**Short problem 1:** Quote everything in the Havana film festival article below, from "The U.S. Treasury" down to "seeking such permission.".
**Short problem 2:**
Answer these questions using the Havana film festival article below:
(a) How many films does the festival feature, and from how many countries?
(b) Who leads the festival's organizing committee?
(c) What is the title of Wash Westmoreland's U.S. film?
**Short problem 3:** Name every person mentioned by name in the Havana film festival article below.

**Source document:**

◆ ◆ ◆

The U.S. Treasury Department issues licenses allowing U.S. artists to travel to Cuba for public performances, but Bill Martinez, a San Francisco immigration attorney and producer, said there is reportedly a two-year backlog of performers seeking such permission.

"The numbers of U.S. [performers] are significantly down," Martinez said.

In Washington, a Treasury Department spokesman wouldn't comment on pending requests for licenses.

"Under current policy, individuals require a specific license to engage in travel-related transactions involving Cuba and additional transactions that are directly incident to participation in public performances and exhibitions," he said. "This policy extends to the Havana film festival."

Alfredo Guevara leads the organizing committee for the communist government-sponsored festival. He says they chose films designed to spotlight Hispanic communities in the United States, but did not otherwise seek out films made in America.

In all, the festival features more than 500 films from 14 countries. Brazil is the best-represented with 34 full-length movies, while Argentina, France, Spain and Mexico are also key contributors.

Other directors also blamed the visa delays for their absence. British director Wash Westmoreland said he won't be on-hand with his U.S. film "Quinceanera" because he didn't find out it would be shown in Havana until it was too late to get permission for his co-director Richard Glatzer to travel to Cuba.

◆ ◆ ◆

**Data lines:**
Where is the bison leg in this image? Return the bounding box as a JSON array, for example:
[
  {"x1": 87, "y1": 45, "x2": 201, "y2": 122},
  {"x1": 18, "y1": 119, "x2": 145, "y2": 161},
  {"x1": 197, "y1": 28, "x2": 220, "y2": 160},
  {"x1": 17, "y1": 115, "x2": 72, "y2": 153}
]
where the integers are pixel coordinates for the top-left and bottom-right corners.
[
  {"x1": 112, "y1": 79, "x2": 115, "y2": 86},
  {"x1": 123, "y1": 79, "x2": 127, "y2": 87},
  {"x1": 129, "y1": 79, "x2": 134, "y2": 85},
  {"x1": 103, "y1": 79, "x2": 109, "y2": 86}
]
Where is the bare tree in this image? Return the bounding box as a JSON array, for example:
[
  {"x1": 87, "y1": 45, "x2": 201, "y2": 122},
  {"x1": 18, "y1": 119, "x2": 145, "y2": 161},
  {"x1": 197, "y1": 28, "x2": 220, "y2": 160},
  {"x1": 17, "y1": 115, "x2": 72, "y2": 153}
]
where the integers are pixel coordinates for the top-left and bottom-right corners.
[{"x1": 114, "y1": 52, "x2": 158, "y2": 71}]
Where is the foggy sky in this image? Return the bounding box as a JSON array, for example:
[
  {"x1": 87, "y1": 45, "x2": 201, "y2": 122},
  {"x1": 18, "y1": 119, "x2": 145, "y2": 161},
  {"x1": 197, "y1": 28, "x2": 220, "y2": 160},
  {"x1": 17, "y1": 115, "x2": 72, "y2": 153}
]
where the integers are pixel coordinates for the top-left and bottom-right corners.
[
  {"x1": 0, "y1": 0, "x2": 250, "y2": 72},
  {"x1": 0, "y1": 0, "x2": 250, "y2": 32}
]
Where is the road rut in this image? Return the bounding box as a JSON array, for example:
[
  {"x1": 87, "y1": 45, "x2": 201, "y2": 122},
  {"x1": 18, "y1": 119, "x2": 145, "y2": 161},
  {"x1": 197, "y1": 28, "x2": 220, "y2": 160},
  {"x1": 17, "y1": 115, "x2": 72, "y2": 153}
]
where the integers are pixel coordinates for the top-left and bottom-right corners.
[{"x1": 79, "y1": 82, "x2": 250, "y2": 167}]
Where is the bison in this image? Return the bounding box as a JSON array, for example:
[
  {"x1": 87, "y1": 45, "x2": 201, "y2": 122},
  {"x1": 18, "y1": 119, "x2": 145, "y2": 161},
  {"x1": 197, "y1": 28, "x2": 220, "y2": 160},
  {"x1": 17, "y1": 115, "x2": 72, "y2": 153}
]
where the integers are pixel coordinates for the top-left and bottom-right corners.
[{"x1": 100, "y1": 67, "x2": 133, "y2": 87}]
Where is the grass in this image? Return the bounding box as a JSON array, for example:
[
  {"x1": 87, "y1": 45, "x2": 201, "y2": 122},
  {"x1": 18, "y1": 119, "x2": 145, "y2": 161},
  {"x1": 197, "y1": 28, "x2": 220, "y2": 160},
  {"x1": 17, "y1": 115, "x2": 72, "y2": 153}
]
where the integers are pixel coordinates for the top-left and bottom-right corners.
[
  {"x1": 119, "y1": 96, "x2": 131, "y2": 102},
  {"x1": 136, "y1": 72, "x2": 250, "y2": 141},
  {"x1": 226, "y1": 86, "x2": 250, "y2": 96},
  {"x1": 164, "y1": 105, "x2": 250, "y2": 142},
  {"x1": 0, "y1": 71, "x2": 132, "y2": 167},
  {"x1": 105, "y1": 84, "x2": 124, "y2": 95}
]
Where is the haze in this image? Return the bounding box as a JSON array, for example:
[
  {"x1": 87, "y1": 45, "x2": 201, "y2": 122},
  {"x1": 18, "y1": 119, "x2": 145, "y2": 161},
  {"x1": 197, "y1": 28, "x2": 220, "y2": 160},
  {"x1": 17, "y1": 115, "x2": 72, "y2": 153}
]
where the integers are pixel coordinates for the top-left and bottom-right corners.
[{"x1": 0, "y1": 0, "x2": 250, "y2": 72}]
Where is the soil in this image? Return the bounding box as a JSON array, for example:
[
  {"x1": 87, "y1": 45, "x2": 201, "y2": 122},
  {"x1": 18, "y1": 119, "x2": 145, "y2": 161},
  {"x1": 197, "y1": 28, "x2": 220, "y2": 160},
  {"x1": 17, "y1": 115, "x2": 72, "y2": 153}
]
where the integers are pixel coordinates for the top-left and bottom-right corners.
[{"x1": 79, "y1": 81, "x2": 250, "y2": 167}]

◆ ◆ ◆

**Complete answer 1:**
The U.S. Treasury Department issues licenses allowing U.S. artists to travel to Cuba for public performances, but Bill Martinez, a San Francisco immigration attorney and producer, said there is reportedly a two-year backlog of performers seeking such permission.

**Complete answer 2:**
(a) More than 500 films from 14 countries.
(b) Alfredo Guevara.
(c) "Quinceanera".

**Complete answer 3:**
Bill Martinez
Alfredo Guevara
Wash Westmoreland
Richard Glatzer